## Quoted text
Opinion
No. 3:11-cv-00019-RLY-WGH
01-10-2014
ENTRY ON F&D'S OBJECTION TO THE OCTOBER 18, 2013 RULING
GRANTING IN PART PLANTIFF'S MOTION FOR PROTECTIVE ORDER
Plaintiff, Federal Deposit Insurance Corporation, as receiver for Integra Bank, N.A. ("FDIC"), seeks to recover on a financial institution bond issued to Integra by Defendant, Fidelity and Deposit Company of Maryland ("F&D"). F&D served a Rule 30(b)(6) Deposition Notice on the FDIC, and in response, the FDIC sought a protective order. (Docket # 236). The Magistrate Judge granted in part the protective order. (Docket ## 270, 282). F&D filed a partial objection. (Docket # 278). For the reasons set forth below, F&D's objection is OVERRULED in part and SUSTAINED in part.
I. Background
This case arises out of the Ponzi scheme committed by Louis Pearlman ("Pearlman"). Throughout the scheme, Pearlman and his related entities obtained several loans from Integra, which totaled approximately $29 million. (Supplemental Complaint ¶ 39). Pearlman allegedly collaborated with Stuart Harrington ("Harrington"), Executive Vice President of Commercial Lending at Integra, to obtain these loans. Pearlman submitted false financial reports and documentation during the loan process to Harrington, who allegedly knew the documents were false but nevertheless secured the loans for Pearlman. When Pearlman and his related entities defaulted on the loans, they left Integra with losses of nearly $23 million. (Id. at ¶¶ 36, 41).

## Supplied data
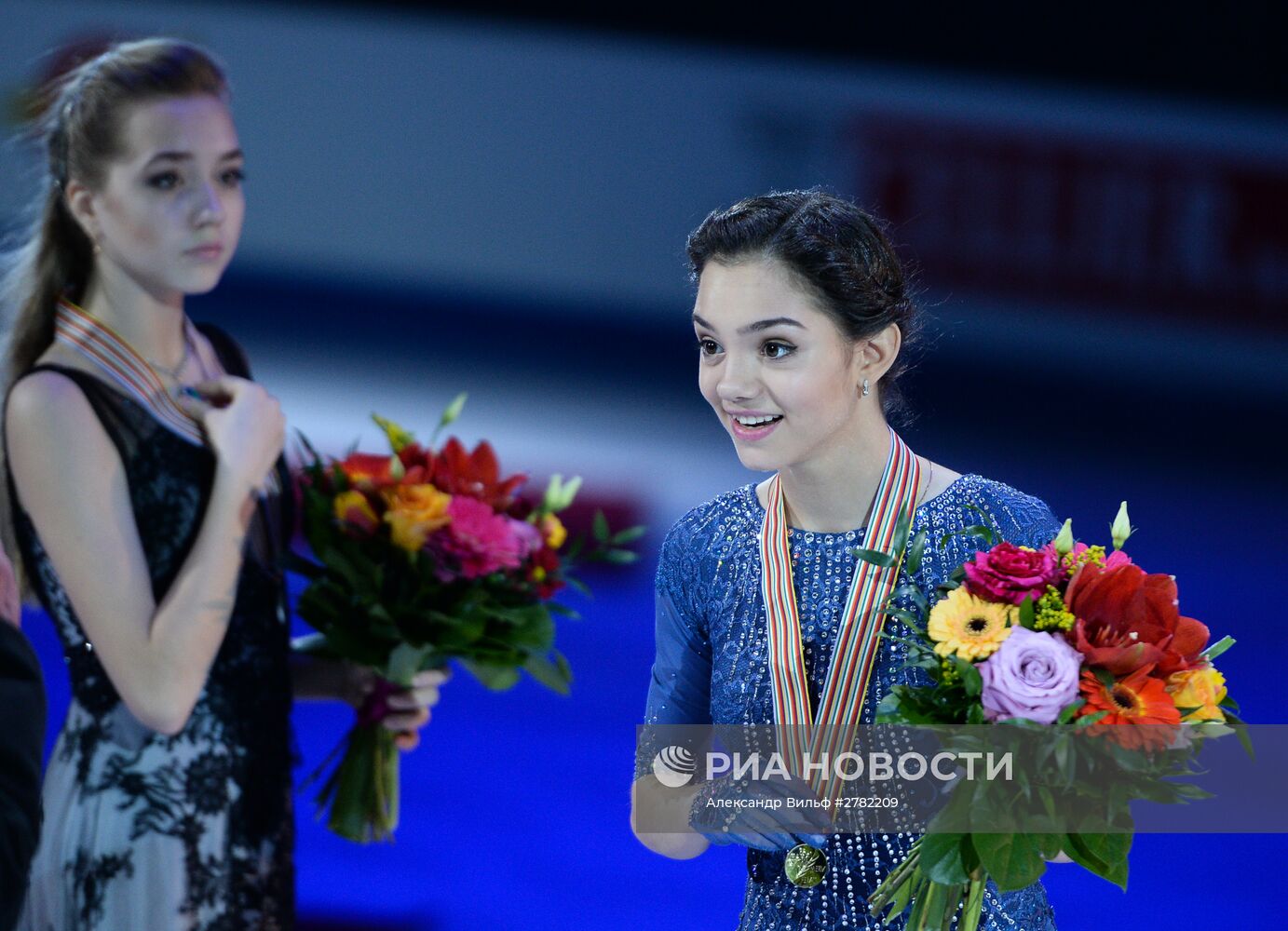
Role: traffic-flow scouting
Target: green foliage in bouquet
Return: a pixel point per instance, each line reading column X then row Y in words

...

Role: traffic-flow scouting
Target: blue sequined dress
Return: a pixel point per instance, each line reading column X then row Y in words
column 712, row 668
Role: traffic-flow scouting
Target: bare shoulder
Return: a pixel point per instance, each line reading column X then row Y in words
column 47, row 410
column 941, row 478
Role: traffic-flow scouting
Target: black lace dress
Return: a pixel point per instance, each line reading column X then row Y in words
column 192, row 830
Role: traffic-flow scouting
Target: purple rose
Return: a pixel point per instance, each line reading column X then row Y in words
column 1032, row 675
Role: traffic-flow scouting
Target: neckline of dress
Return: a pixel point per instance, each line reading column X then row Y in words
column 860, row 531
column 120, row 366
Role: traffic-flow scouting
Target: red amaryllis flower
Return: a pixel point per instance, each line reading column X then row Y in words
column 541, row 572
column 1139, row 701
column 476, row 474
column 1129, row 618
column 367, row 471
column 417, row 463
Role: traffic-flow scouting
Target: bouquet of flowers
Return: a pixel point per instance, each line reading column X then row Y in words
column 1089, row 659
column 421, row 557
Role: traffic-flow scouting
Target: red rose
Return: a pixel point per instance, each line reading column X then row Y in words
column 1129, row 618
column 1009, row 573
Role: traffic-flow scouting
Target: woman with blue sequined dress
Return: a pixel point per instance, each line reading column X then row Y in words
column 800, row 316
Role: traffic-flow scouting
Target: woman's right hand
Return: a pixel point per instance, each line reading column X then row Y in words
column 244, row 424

## What the task asks
Answer these from the court entry on F&D's objection:
(a) Which company issued the financial institution bond to Integra?
(b) What position did Stuart Harrington hold at Integra?
(c) About how much did Integra lose when Pearlman and his related entities defaulted on the loans?

## Correct answer
(a) Fidelity and Deposit Company of Maryland (F&D)
(b) Executive Vice President of Commercial Lending
(c) Nearly $23 million